Exercise input:

#####

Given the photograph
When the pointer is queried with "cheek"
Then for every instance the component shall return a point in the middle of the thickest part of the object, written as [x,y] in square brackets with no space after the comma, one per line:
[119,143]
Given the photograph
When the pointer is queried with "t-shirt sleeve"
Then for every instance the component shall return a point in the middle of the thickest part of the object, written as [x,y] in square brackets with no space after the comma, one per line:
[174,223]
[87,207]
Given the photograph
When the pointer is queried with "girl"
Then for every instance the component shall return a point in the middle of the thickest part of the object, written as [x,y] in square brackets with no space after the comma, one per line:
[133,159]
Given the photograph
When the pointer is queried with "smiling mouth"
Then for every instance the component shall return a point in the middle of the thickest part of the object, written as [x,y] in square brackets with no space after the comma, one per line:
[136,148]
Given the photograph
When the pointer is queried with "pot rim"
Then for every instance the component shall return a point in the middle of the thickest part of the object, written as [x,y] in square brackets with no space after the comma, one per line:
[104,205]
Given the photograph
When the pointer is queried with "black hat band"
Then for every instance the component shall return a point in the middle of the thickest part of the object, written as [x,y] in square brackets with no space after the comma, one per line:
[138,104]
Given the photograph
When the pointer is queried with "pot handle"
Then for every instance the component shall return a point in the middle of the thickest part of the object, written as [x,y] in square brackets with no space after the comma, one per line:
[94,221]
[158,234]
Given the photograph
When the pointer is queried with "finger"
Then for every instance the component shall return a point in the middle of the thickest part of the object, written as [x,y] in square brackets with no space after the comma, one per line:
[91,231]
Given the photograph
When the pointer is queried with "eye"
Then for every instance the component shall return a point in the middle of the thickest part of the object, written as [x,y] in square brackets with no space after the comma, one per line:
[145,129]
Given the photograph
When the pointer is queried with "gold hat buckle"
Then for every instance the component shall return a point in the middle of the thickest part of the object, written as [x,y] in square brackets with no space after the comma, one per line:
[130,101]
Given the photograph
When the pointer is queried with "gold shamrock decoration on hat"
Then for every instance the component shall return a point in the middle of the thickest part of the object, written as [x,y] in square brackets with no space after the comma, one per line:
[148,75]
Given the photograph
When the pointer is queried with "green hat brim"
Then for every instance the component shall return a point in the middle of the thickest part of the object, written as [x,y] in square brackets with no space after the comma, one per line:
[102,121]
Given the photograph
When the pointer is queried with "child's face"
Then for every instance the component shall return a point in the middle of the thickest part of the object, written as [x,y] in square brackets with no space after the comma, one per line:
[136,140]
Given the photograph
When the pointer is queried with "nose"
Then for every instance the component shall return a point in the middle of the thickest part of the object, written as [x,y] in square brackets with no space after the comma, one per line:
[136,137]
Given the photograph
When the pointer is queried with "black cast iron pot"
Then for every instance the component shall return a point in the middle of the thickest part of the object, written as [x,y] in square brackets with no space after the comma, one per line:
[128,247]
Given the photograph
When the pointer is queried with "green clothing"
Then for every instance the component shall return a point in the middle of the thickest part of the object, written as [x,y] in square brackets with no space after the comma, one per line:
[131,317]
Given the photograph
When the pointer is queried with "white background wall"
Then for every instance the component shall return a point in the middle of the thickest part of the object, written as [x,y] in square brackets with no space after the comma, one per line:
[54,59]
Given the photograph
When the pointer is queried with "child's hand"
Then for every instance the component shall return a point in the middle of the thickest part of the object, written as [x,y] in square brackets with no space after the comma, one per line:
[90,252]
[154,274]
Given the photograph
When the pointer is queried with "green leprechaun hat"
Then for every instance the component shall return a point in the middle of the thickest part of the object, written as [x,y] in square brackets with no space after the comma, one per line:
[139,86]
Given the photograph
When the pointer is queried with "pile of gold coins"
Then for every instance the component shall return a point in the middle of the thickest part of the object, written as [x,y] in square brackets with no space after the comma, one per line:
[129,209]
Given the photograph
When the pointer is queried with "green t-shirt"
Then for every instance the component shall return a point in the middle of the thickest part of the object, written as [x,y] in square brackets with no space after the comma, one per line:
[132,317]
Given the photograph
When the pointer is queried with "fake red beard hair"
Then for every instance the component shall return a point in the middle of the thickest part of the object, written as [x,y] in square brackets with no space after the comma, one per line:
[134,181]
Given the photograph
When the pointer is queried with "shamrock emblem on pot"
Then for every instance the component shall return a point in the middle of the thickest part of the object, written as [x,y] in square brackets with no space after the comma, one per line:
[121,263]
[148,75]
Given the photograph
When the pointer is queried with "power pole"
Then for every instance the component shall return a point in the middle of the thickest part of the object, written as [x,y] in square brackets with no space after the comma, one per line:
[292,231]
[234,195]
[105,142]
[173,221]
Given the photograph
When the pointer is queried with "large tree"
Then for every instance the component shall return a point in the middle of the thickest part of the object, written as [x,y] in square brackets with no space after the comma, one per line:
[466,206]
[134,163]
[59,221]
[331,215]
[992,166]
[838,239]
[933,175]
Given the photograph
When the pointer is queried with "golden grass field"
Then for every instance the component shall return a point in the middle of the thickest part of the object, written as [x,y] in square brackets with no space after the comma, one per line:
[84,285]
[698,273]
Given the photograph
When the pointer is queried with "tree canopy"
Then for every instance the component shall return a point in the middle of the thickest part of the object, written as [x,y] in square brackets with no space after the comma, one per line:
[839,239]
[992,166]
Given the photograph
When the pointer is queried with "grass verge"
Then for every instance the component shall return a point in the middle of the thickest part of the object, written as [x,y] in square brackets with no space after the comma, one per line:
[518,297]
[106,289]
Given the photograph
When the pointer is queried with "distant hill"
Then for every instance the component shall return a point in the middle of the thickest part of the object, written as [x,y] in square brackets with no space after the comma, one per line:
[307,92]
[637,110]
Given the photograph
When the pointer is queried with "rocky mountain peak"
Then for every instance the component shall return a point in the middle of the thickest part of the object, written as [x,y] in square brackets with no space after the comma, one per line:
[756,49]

#####

Take the data above and return it exactly.

Given the photograph
When the pointer is queried with "cheek"
Then for every instance the component shall return a point in the middle of the thickest part of the object, written as [x,y] in square brackets with no space after the comma, one per line:
[119,143]
Given the photograph
When the pointer is queried with "t-shirt sleeve"
Then for every instance the component shall return a point in the middle of the thickest part of the object, written as [x,y] in square brackets with no space after the comma, one per line:
[174,223]
[87,207]
Given the photograph
When the pointer is queried with "girl"
Then for every instance the component shall return a point in the middle of the thickest part of the object, written as [x,y] in square brackets with no space after the comma, one per line:
[133,159]
Given the photograph
When the pointer is queried with "smiling mouth"
Then for every instance the component shall return a point in the middle of the thickest part of the object, written as [x,y] in square brackets with no space after the comma, one per line:
[136,148]
Given the photograph
When the pointer is queried with "pot rim"
Then for every instance the component shall return a point in the middle of the thickest part of the object, written as [x,y] in square brackets with no space after the comma, one per line:
[104,205]
Given the photograph
When the pointer is queried with "black hat band"
Then for every instance the component shall return a point in the middle of the thickest part of the object, written as [x,y] in square brackets with no space after the comma, one per line:
[138,104]
Given the photograph
When the pointer is queried with "pot handle"
Then for every instance the component shall return a point in the middle of the thickest part of the object, written as [x,y] in square brackets with no space after the comma, one per line:
[94,221]
[158,234]
Given the photograph
When the pointer is queried with "finger"
Then for every instance the component shall return a point in the middle of the thickest part of the object, written as [x,y] in square brackets with no space after the comma, one per line:
[91,231]
Given the photograph
When the pointer is queried with "eye"
Then for every instance the component shall return a point in the middle of the thickest part of the object, written as [x,y] in square brackets with no space after the comma, one per line:
[145,129]
Given the photograph
When the pointer is queried with "gold hat buckle"
Then for every instance the component shall return a point in the middle of the thickest part of the object, written as [x,y] in square brackets with no space after the comma, one per line:
[130,101]
Given the photograph
When the pointer is queried with "gold shamrock decoration on hat"
Then for every instance the component shall return a point in the middle of the thickest part of the object, written as [x,y] in square brackets with no space after the comma, one per line:
[148,75]
Given the photograph
When the pointer is queried with "green hat brim"
Then for every instance the component shall return a point in the middle of the thickest part of the object, written as [x,y] in square brackets with no space after the comma, one per line:
[102,121]
Given the photograph
When the pointer is queried with "child's face"
Then for every instance the component shall return a point in the middle of the thickest part of the object, written as [x,y] in square brackets with no space after the comma, one per line:
[136,140]
Given the photograph
When the pointer is queried with "nose"
Then for every instance the component shall return a point in the middle of the thickest part of the object, written as [x,y] in square brackets with no space after the comma, one per line:
[136,137]
Given the photograph
When the pointer is queried with "black cast iron pot"
Then for every instance the component shall return a point in the middle of the thickest part of the object, written as [x,y] in square brackets with no space after the comma, one per line:
[128,247]
Given the photograph
When the pointer is queried with "green clothing"
Then for every instance the component shall return a point in the middle of the thickest part of the object, written as [x,y] in square brackets with no space after the comma, one per line:
[131,317]
Given the photograph
When the pointer is queried with "white background wall"
Then for every instance the component shall return a point in the middle of the thickest part of the object, written as [x,y] in square brackets with no space after the comma, one per line:
[54,59]
Given the photograph
When the pointer is queried with "child's hand"
Then for every instance the component shall return a point in the middle of the thickest part of the object, written as [x,y] in square brackets with no space after the comma, one per line:
[90,252]
[154,274]
Given the photograph
When the pointer is queried with "green leprechaun hat"
Then for every instance the component shall return a point in the middle of the thickest part of the object, written as [x,y] in square brackets with no space after the comma, one per line:
[139,86]
Given the photograph
When the pointer is queried with "pile of gold coins"
Then for every instance the component shall return a point in the middle of the thickest part of the object, written as [x,y] in square brackets with no space after the comma, one per line:
[129,209]
Given the photograph
When the pointer is queried with "green t-shirt"
Then for every instance the component shall return a point in the middle of the thickest part of the object, written as [x,y] in square brackets with no space after the comma, one per line:
[132,317]
Given the photograph
When the pointer is queried with "fake red beard hair"
Then for every instance the component shall return a point in the middle of the thickest part of the object, written as [x,y] in square brackets with no space after the comma, one per line:
[134,181]
Given the photograph
When the pointer is queried with "shamrock emblem on pot"
Then for every instance the component shall return a point in the middle of the thickest part of the object, written as [x,y] in square brackets with no space after the comma, one per line:
[121,263]
[148,75]
Given the photograph
When the pointer is queried with "power pole"
Then for every instance the component shall return a point in the middle of the thickest part of the object, written as [x,y] in square brackets with no space after the comma, one per line:
[292,231]
[234,195]
[105,142]
[173,221]
Given the photograph
When the pointer is queried with "large tree"
Then for every instance the component shall return a point in the middle of the thickest part of the object, written as [x,y] in square brackets with no space after the comma, one per line:
[466,206]
[134,163]
[59,221]
[331,215]
[992,166]
[838,239]
[933,175]
Given the photograph
When the pointer is queried with "golden grass field"
Then for every instance the component shall return a point in the middle of the thickest part of the object, written as [x,y] in square brackets with no space after the comma, one per line:
[84,285]
[698,273]
Given the photograph
When the pointer is queried with "tree canopy"
Then for every instance the component shall return a point in the middle of the thickest part of the object, written as [x,y] in square brackets with no space after the comma, one per line:
[839,239]
[992,166]
Given the photograph
When the pointer is queried with "grass verge"
Then for every instance the component shall return a point in the middle of the thickest part of the object, written as [x,y] in square brackets with no space after the comma, one per line:
[518,297]
[106,289]
Given the photograph
When the pointer is queried with "distant hill"
Then for every instance the component shall return a point in the middle of the thickest part of the object, written as [x,y] in square brackets with no space after the comma, one per line:
[307,92]
[637,110]
Given the photograph
When the pointer is queried with "rocky mountain peak"
Then for every instance the component shall return a point in the middle of the thickest part of the object, written as [x,y] in square brackets with no space after the comma, one per line:
[756,49]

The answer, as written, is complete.